• [Required work]:
Each of the entries below needs to be given again exactly.
=-=-=-=-=
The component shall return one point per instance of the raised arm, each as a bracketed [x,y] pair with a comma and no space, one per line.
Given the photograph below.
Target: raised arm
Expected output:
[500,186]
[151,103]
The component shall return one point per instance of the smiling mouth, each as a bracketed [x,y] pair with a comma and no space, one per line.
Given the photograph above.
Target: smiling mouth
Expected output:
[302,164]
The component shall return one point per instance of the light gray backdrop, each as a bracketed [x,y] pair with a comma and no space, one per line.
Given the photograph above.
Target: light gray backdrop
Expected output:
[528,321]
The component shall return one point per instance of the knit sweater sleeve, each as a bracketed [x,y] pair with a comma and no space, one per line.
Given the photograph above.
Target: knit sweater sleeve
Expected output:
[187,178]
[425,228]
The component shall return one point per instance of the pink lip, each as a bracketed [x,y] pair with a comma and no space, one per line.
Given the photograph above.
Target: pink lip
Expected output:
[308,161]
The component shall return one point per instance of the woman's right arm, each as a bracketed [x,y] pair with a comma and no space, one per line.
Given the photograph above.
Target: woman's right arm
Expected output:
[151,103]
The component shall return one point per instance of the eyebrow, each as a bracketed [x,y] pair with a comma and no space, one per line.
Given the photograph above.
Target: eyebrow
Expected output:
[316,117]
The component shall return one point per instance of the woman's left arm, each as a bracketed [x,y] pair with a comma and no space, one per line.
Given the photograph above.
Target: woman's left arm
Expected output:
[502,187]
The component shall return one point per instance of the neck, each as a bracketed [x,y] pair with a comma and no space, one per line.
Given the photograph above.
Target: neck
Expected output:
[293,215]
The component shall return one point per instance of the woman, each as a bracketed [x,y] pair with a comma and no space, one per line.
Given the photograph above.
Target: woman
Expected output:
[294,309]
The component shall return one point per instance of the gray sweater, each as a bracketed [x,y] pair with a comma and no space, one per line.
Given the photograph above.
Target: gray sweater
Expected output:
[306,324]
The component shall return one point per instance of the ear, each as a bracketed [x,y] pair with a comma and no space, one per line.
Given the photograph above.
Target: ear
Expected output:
=-=-=-=-=
• [Written response]:
The component shall return one point per instance of the raised arm, each as a bracketed [x,y] pair with a comma and no space, one per line.
Given the photograph below.
Target: raised arm
Expected output:
[500,186]
[151,103]
The component shall return one point per instance of the smiling mouth, each as a bracketed [x,y] pair with a comma and no space, one per line.
Given the photograph above.
Target: smiling mouth
Expected output:
[302,164]
The component shall return one point per instance of the light gray backdrop, each as a bracketed [x,y] pair with a comma and no space, one per line.
Given the photograph above.
Target: light gray backdrop
Expected output:
[528,321]
The component shall return one point per instance of the knit sweater sleeve, each as a bracketed [x,y] pair with a comma and no space, one per line.
Given the photograph above.
Target: knit sweater sleeve
Expected output:
[187,178]
[425,228]
The component shall return one point per instance of the pink lip, each as a bracketed [x,y] pair with a comma and no space, one per line.
Given the photograph above.
Target: pink lip
Expected output:
[308,161]
The component shall return one point per instance of the woman's right arm, each as a bracketed [x,y] pair with a comma and no space, one per line.
Given the photograph above.
Target: woman's right arm
Expected output:
[151,103]
The component shall return one point per instance of the eyebrow, each as a bracketed [x,y] pair with a comma and no space, one per line.
Given the photograph above.
Target: eyebrow
Expected output:
[316,117]
The component shall return one point per instance of the woman's left arm, each as a bracketed [x,y] pair with a comma and no space, one per line.
Given the photograph above.
Target: woman's left arm
Expected output:
[502,187]
The component shall return one point per instance of the neck, each as a bracketed [x,y] pair with a comma and no space, one per line.
Given the photograph above.
Target: neck
Expected output:
[293,215]
The component shall return one point per instance of the woman, each as a bracketed [x,y] pair with a comma and no space, one per line.
Given the photograph above.
Target: woman
Expected output:
[294,309]
The component shall return one point per instance of the gray sweater, each as a bracketed [x,y] pair with a comma and no space, one per line.
Given the photograph above.
Target: gray sweater
Expected output:
[306,324]
The component shall return one point per instance of the ear, each as a bracketed [x,y] pair with a comma and no space, one per line.
Given the photograph above.
Target: ear
Expected output:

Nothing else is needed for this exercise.